> [GIVEN INSTRUCTION 1] Please retype the extracted rows below line for line, without changing anything, and leave the picture out of your copy.

> [TEXT PASSAGE]
╔══

Two Cheers for Technocracy: Social Media and Information Liberation

If for G. W. F. Hegel and Karl Marx the end of History is humanity’s emancipation, for economist Tyler Cowen, it’s information’s — even if it means enthralling human culture to realize it.

Everybody and Nobody

Susan: I wish we could afford a place in the Hamptons. Everybody who’s anybody has one.
Hobie: Yeah, but if you’re somebody who’s nobody, it’s no fun to be around anybody who’s everybody.

Melinda and Melinda

I hear the word “everybody” a lot, even if it is only implied. Whenever there is discussion of what technologies “we” will be using five years from now, or what effects technology has on “us,” we are talking about everybody. I consider myself fortunate to be an everybody. If everybody is on MySpace, so am I. If they move to Facebook, I follow. Technology replaces technology, the new becomes old and the old recedes in the face of the new. This is the world now. We blog and we twitter, and when Google unleashes the “Wave,” we will probably be swept away by that too, unless and until something else comes along. We will all, also, do whatever comes after that, and after that.

╚══

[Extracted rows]
╔══

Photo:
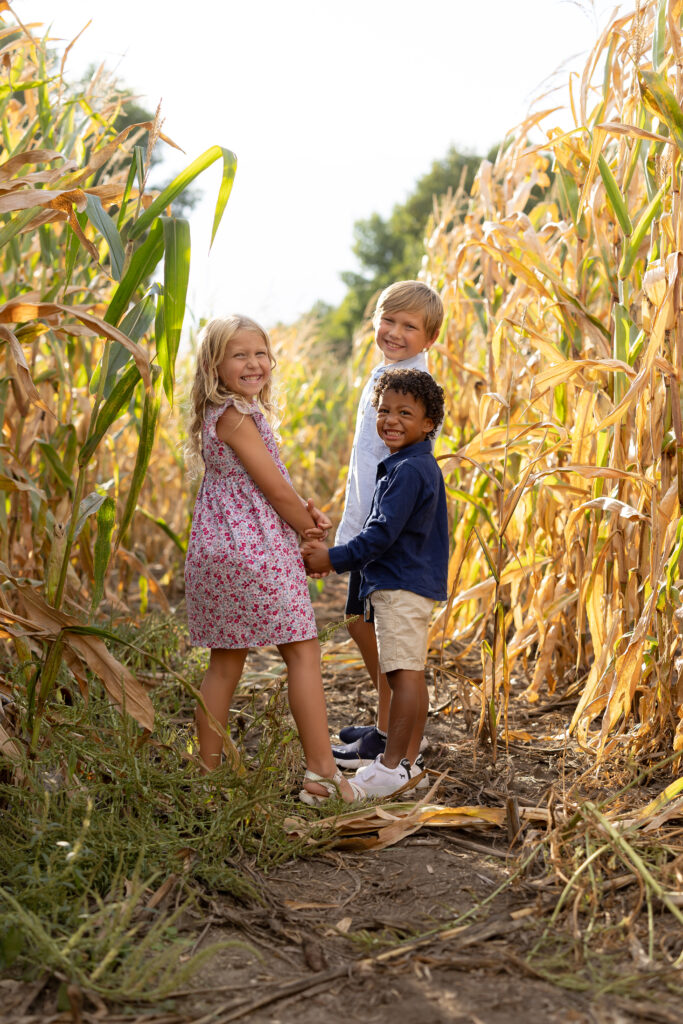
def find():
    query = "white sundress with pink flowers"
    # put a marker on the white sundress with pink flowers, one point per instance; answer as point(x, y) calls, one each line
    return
point(245, 581)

╚══

> [GIVEN INSTRUCTION 2] In the essay on social media, which economist is said to see the end of History as the emancipation of information?

> [EXERCISE RESULT 1]
Photo:
def find():
    query = "white sundress with pink flowers"
    # put a marker on the white sundress with pink flowers, one point per instance; answer as point(x, y) calls, one each line
    return
point(245, 581)

> [EXERCISE RESULT 2] Tyler Cowen